▶ TASK GOAL
Without including any pictures, write out all the records word for word.

▶ PROVIDED DATA
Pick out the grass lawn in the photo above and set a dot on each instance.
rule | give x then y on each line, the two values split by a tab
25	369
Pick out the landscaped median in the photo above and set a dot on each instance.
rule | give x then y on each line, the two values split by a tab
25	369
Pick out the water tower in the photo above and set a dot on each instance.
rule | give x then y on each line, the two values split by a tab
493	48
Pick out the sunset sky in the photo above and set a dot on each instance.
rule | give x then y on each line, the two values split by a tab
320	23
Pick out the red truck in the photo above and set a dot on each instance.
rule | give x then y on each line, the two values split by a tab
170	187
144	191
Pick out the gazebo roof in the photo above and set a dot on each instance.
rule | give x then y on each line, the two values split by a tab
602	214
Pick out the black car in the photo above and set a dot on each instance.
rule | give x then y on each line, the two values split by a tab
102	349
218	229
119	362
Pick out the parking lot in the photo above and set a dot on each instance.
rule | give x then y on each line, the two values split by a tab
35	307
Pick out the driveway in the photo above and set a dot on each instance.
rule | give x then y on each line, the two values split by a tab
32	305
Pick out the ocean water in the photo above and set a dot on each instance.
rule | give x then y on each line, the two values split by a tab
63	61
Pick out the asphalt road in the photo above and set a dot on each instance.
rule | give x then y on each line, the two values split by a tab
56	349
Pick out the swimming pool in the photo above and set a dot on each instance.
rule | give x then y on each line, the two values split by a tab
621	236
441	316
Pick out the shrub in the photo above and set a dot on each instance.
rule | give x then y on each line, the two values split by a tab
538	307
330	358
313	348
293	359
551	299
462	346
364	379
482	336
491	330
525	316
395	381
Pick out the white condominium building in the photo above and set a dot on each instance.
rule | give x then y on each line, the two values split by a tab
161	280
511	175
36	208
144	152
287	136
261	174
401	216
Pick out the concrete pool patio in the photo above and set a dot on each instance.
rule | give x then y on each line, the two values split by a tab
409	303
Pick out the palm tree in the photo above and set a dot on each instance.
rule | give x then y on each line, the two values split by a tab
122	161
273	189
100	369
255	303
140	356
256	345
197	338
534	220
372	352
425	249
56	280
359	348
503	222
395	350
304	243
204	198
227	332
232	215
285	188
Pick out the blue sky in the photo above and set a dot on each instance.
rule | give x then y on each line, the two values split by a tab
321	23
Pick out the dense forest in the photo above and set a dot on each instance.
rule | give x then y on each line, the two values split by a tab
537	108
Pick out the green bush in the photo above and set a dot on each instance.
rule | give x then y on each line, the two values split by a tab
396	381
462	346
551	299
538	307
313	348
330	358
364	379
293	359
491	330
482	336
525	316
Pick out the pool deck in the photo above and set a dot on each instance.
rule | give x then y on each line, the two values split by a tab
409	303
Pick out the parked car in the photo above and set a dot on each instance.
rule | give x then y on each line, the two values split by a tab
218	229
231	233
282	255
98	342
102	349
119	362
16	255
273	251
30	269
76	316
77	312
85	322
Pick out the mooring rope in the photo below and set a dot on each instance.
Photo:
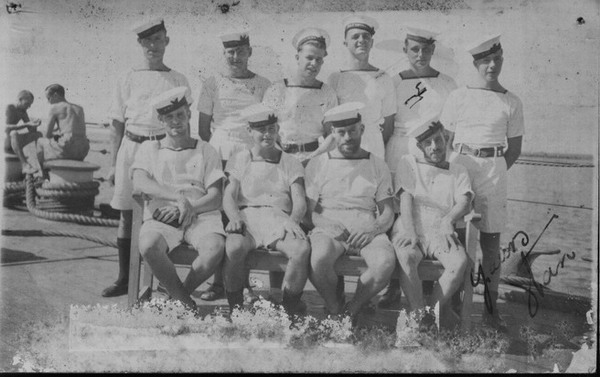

▶ ANSWER BOX
Pick out the grass lawn in the photo above and set a dot on each instance.
rule | give x then y on each line, the two values split by a tab
25	369
Pick out the landscaped median in the photo above and set a dot on each instance.
rule | give x then y on each line, the two values split by a tab
25	369
Pick out the water tower in the photo above and set a dot on each instance.
rule | give x then y on each line, the two values split by a tab
493	48
Pick out the sunset sky in the photo above and set a dot on each instance.
rule | give x then y on each line, the two values split by a tab
320	23
Pick out the red truck in the photo above and set a dot on each instance.
rule | give x then y on each line, the two values split by a tab
170	187
144	191
Pick out the gazebo roof in the photo above and set a dot on each instance.
rule | give x then y on each line, the two values split by a tab
602	214
Pick out the black car in the photo above and set a dot on each instance.
rule | give x then y on each line, the two values split by a tab
102	349
218	229
119	362
Pick out the parking lot in the photo above and set a dot on each instance.
rule | give x then y on each line, the two values split by a tab
35	307
Pick out the driveway in the photo above and set a dot on each instance.
rule | give x then y on each line, the two values split by a tab
32	305
Pick out the ocean water in the photo above and set a dot on each instance.
rule | give x then y on each line, the two values split by a tab
63	61
Pick out the asphalt road in the photo above and set a dot on each instance.
rule | give x then y on each line, the two values split by a tab
56	349
Pick out the swimming pool in the photo above and set a dot on each instance.
rule | give x then y on each line, the two values split by a tab
621	236
441	316
Pick out the shrub in the photo above and set a dot on each instance.
rule | give x then y on each line, the two values split by a tab
538	307
330	358
313	348
293	359
551	299
462	346
364	379
482	336
491	330
525	316
395	381
Pick out the white condominium building in the photo above and set a dot on each instance.
rule | give x then y on each line, the two values split by a tab
161	280
511	175
36	208
144	152
287	136
261	174
401	216
Pick out the concrete pool patio in the photo above and set a dot on each instance.
rule | give x then y on each line, the two values split by a tab
409	303
Pick out the palm tree in the photo above and set a dot on each instance.
rule | give x then y on each line, the two values split by a tab
122	161
273	189
100	369
255	303
140	356
256	345
197	338
534	220
372	352
425	249
56	280
359	348
503	222
395	350
304	243
204	198
227	332
232	215
285	188
Pick out the blue sky in the photo above and set a dot on each instance.
rule | give x then y on each line, the two values split by a tab
321	23
Pick out the dense forest in the photo above and set a dot on each instance.
rule | give x then y on each line, the two values split by a tab
537	108
Pick out the green bush in the photo above and set a dot on each instance.
rule | give x then y on each line, the two values split by a tab
396	381
462	346
551	299
538	307
313	348
330	358
364	379
293	359
491	330
482	336
525	316
Pick out the pool deck in the photo above and set a dot on each instance.
rule | give x then y on each line, the two values split by a tab
409	303
Pick out the parked car in the photo above and set a dot on each instance.
rule | give x then y on each line, the two values split by a tab
218	229
231	233
282	255
98	342
102	349
119	362
16	255
273	251
30	269
76	316
77	312
85	322
Pick out the mooring rope in the photo below and set a dot on each instance.
Photo:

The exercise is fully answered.